本文抜粋:
☆ ☆ ☆ ☆ ☆ ☆ ☆

図1に示すように、本発明の実施の形態に係る再生琥珀の製造方法は、琥珀の小片S及び/または小片Sを粉砕した粉粒体Fからなる原材料Wを、加熱及び加圧して成形して再生琥珀Kを製造する方法であり、基本的には、琥珀の小片Sを区分けする区分け工程(1)と、区分けされた琥珀の各小片群を粉砕して粉粒体Fにする粉砕工程(2)と、粉粒体Fからなる原材料Wを抽出する抽出工程(3)と、抽出された原材料W(F)を成形する成形工程(4)とを備えている。以下、各工程について説明する。
【0014】
(1)区分け工程
本発明が対象とする再生に係る琥珀は、加工に供しない小さい琥珀、あるいは、加工の際に生じる製品から分離した琥珀の小片などであるが、これらの琥珀の小片Sには、色相として例えば白っぽいものや黒っぽいものがあり、また、明度にも濃淡があって明るいもの暗いものがあり、色彩も透明感が強いもの弱いものなど種々ある。区分け工程においては、このような琥珀の小片Sを、色相,明度,彩度の少なくとも何れかの色の属性に従って複数種類の小片群に区分けする。図1の例では、明度(濃淡)の度合いを複数段階(3段階)に設定し、この設定に従って、目視によって、琥珀の小片を複数種類(3種類)の小片群(グループA,B,C)に区分けした。

☆ ☆ ☆ ☆ ☆ ☆ ☆

短い練習 A:
再生琥珀の製造方法の文章で、図1の例では明度の度合いを何段階に設定していますか。
短い練習 B:
再生琥珀の製造方法の文章の続きを、最後の文の次から書いてください。

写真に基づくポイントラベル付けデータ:
☆ ☆ ☆ ☆ ☆ ☆ ☆

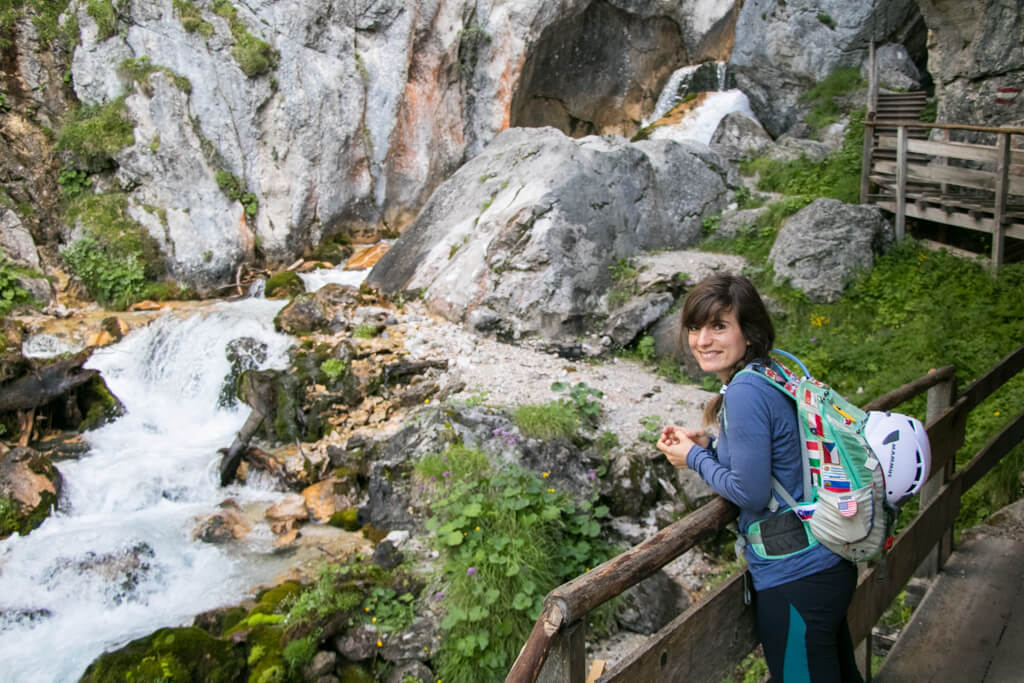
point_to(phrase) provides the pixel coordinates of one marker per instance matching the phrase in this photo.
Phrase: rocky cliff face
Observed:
(784, 47)
(976, 57)
(340, 117)
(257, 129)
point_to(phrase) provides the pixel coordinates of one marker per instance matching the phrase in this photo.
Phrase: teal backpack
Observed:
(845, 506)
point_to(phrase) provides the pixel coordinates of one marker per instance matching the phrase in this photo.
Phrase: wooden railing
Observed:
(975, 184)
(710, 639)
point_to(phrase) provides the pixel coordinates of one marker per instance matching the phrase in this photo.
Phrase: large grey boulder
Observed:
(974, 50)
(782, 49)
(522, 239)
(822, 247)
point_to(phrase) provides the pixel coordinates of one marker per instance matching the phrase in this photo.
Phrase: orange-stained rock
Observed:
(367, 258)
(285, 514)
(326, 498)
(146, 305)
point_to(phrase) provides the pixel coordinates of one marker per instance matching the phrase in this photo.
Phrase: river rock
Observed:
(32, 485)
(651, 604)
(821, 247)
(738, 136)
(287, 513)
(520, 241)
(224, 525)
(417, 641)
(328, 497)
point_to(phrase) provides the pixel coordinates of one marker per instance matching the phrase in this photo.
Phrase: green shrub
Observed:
(253, 55)
(116, 256)
(114, 281)
(231, 186)
(506, 539)
(137, 70)
(547, 421)
(95, 133)
(105, 17)
(822, 96)
(192, 18)
(11, 292)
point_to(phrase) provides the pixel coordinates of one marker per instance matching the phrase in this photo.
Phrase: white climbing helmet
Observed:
(900, 443)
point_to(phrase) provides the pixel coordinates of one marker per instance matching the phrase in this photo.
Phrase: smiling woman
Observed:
(802, 589)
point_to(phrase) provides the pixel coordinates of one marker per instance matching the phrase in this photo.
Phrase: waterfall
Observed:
(118, 560)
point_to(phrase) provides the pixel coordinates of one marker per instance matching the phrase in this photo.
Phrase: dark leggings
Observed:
(803, 628)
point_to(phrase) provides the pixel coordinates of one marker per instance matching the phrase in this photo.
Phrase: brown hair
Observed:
(709, 300)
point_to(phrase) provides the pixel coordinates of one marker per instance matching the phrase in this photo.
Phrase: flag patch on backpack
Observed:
(845, 506)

☆ ☆ ☆ ☆ ☆ ☆ ☆

課題の解答 A:
3段階です。

課題の解答 B:
【0015】
(2)粉砕工程
区分け工程の後に、区分けした小片群毎にこの小片群を粉砕して粉粒体Fからなる区分けされた複数の原材料Wの集団にする。実施の形態では、周知の粉砕機を用い、例えば、粒径を1mm以下、望ましくは、粒径を200μm以下、より望ましくは、100μm以下に粉砕する。これにより、原材料の色が均一化され、後述の抽出による色の調合を容易にすることができる。
【0016】
(3)抽出工程
上記に区分け工程での区分けされた各小片群に対応し、粉砕工程で粉砕されて得られる複数種類の原材料W(F)の集団から選択的に所要量の原材料W(F)を抽出する。再生琥珀に発現させようとする色及び/または模様に対応して、例えば、明度に対応して、選択的に所要量の原材料W(F)を抽出する。この場合、3つの全ての原材料W(F)の集団から夫々必要量を抽出しても良く、また、選択されるいずれか2つの原材料の集団から夫々必要量を抽出しても良い。
【0017】
(4)成形工程
抽出工程で抽出された複数種類の原材料W(F)を混合して成形する。この場合、混合は、成形する前に予め行っても良く、また、成形しながら混合させるようにしても良い。成形は適宜の成形機を用いる。例えば、押出し成形機により、成形温度を200℃前後に設定し、成形圧力を数百MPa(例えば400MPa)に設定し、これらの粉粒体が一体化するように成形する。混合を成形する前に行うが場合には、均一の色合いの再生琥珀Kが得られる。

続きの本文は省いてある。